What is asked
Please render every line of the entries below as a JSON list of strings, one string per line, with blank lines skipped and the pictures left out.

Dataset excerpts
(begin)

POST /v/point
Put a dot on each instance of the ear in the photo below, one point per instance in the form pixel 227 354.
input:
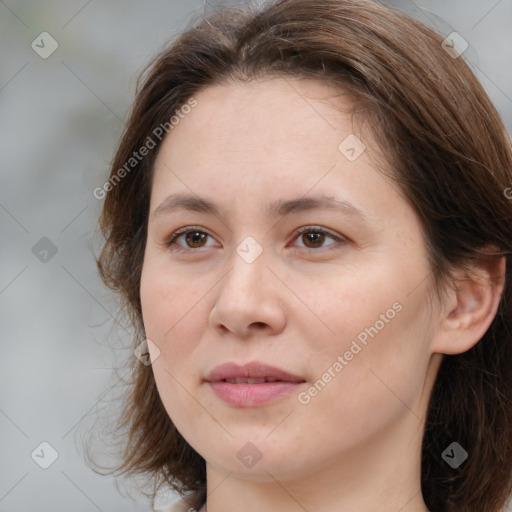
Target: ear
pixel 470 306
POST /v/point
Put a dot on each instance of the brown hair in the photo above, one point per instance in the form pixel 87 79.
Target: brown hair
pixel 450 155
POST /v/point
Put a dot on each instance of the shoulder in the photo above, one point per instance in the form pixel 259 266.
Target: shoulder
pixel 186 504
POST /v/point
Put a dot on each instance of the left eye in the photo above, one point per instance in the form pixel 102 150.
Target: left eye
pixel 314 238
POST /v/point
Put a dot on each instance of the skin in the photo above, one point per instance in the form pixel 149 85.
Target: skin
pixel 356 445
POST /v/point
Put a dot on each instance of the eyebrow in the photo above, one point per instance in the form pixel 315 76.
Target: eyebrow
pixel 278 208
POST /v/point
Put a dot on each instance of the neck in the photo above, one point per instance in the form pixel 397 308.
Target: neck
pixel 381 476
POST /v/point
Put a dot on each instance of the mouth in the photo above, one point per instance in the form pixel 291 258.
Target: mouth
pixel 252 385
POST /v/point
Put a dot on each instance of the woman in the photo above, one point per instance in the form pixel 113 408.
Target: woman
pixel 307 219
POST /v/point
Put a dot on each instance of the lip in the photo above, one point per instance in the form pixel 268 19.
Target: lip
pixel 252 395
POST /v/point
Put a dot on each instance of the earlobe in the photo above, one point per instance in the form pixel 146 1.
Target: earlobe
pixel 471 306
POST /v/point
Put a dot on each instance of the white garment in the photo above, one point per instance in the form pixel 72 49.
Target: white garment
pixel 182 505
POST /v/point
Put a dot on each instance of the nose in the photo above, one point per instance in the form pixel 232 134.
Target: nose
pixel 249 300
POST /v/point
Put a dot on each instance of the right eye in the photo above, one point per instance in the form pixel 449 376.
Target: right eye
pixel 188 238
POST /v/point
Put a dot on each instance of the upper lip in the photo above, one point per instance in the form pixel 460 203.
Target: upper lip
pixel 250 370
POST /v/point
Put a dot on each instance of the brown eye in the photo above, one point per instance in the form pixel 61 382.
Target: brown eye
pixel 190 238
pixel 313 239
pixel 195 239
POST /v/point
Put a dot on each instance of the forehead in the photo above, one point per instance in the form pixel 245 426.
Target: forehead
pixel 268 125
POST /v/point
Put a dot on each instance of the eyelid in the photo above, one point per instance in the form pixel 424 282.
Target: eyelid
pixel 170 242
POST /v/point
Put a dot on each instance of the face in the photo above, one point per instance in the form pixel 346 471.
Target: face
pixel 274 244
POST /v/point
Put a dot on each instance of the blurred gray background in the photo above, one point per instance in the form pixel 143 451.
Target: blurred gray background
pixel 61 117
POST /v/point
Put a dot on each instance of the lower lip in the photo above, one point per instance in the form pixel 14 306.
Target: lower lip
pixel 252 395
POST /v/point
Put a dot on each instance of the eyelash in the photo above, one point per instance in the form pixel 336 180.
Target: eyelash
pixel 171 242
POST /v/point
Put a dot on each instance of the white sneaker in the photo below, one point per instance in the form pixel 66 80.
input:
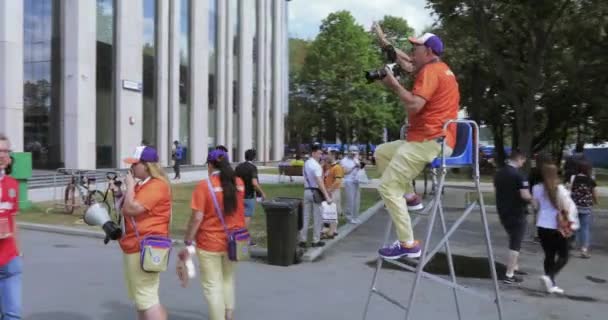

(end)

Correct output
[
  "POST /v/point",
  "Put a dot on each instance of the ear in the photo below, one point per instance in the form pixel 227 354.",
  "input:",
  "Target: ear",
  "pixel 470 306",
  "POST /v/point",
  "Put a dot on each instance of the brown hair in the photo above, one point per instance in the form pixel 87 79.",
  "Target: brown hair",
  "pixel 450 155",
  "POST /v/point",
  "Put a dot on each instance of the shoulder in the photo above, one point per instance in the form pixel 259 266.",
  "Target: shoulder",
  "pixel 186 504",
  "POST /v/point",
  "Put a dot on each instance of the left eye in the photo above, one point per instance in the form pixel 102 150.",
  "Target: left eye",
  "pixel 314 238",
  "POST /v/point",
  "Put a dot on each instance of the skin in the photo above, one point per instance in the form pixel 149 85.",
  "Target: skin",
  "pixel 356 445",
  "POST /v/point",
  "Put a dot on each instance of the eyebrow in the photo above, one point per instance in the form pixel 315 76.",
  "Target: eyebrow",
  "pixel 278 208",
  "POST /v/point",
  "Put a dot on each instance of the neck in the photo above, one point per instance in the form pixel 397 308.",
  "Target: neck",
  "pixel 381 476",
  "POST /v/point",
  "Put a dot on each instance of the mouth in the photo above, one point per instance in the form pixel 291 258.",
  "Target: mouth",
  "pixel 252 385",
  "POST /v/point",
  "Put a dot on each instance of the woman in the photo above, one point per instance in the form pixel 113 408.",
  "Target: woman",
  "pixel 307 219",
  "POST /v/point",
  "Put a dot on each instance of the lip in the photo above, one point per instance in the form pixel 268 19.",
  "Target: lip",
  "pixel 252 395",
  "POST /v/point",
  "Put a dot on each instance of the earlobe in the photo above, one point per instance in the form pixel 146 1.",
  "Target: earlobe",
  "pixel 471 306",
  "POST /v/point",
  "Put a dot on each instance of the white garment in the photo above, one point per instance in the form pixel 72 49.",
  "Target: white garment",
  "pixel 182 505",
  "POST /v/point",
  "Put a dot on each instance of the nose in the photo above, one point per instance in the form pixel 232 134.",
  "Target: nose",
  "pixel 249 300",
  "POST /v/point",
  "Put a dot on each instance of the right eye in the photo above, one point per instance in the form pixel 449 376.",
  "Target: right eye",
  "pixel 188 238",
  "POST /v/point",
  "Put a dot on each instance of the upper lip in the photo above, one point per instance in the form pixel 460 203.",
  "Target: upper lip",
  "pixel 250 370",
  "POST /v/point",
  "Put a dot on each instance of the brown eye in the photo above, one point per instance in the form pixel 61 382.",
  "Target: brown eye",
  "pixel 190 238",
  "pixel 313 239",
  "pixel 195 239",
  "POST /v/point",
  "Put a dot on each instance of the forehead in the photo above, one point per instance in the form pixel 245 426.",
  "Target: forehead",
  "pixel 268 125",
  "POST /v/point",
  "Put a dot on each instance of the eyelid in the photo above, one point per instance in the form pixel 424 282.",
  "Target: eyelid",
  "pixel 170 242",
  "POST /v/point",
  "Put a dot on each instance of the face in the photo above, one point per instance in the form pixel 346 471.",
  "Target: face",
  "pixel 274 244",
  "POST /v/point",
  "Put a dot on each instance of the blurred gray background in the photo above, one point per instance in the form pixel 143 451.",
  "Target: blurred gray background",
  "pixel 61 117",
  "POST /v/point",
  "Put a dot on each instance of the lower lip in the photo above, one point per instance in the form pixel 14 306.",
  "Target: lower lip",
  "pixel 252 395",
  "POST /v/point",
  "Put a dot on each instance of the eyelash in the photo above, one point per instance in the form pixel 336 180.",
  "Target: eyelash",
  "pixel 171 242",
  "POST /v/point",
  "Put a dot on each instance of the white sneaker in the photo below, one point per instance in the form pixel 66 80.",
  "input:"
]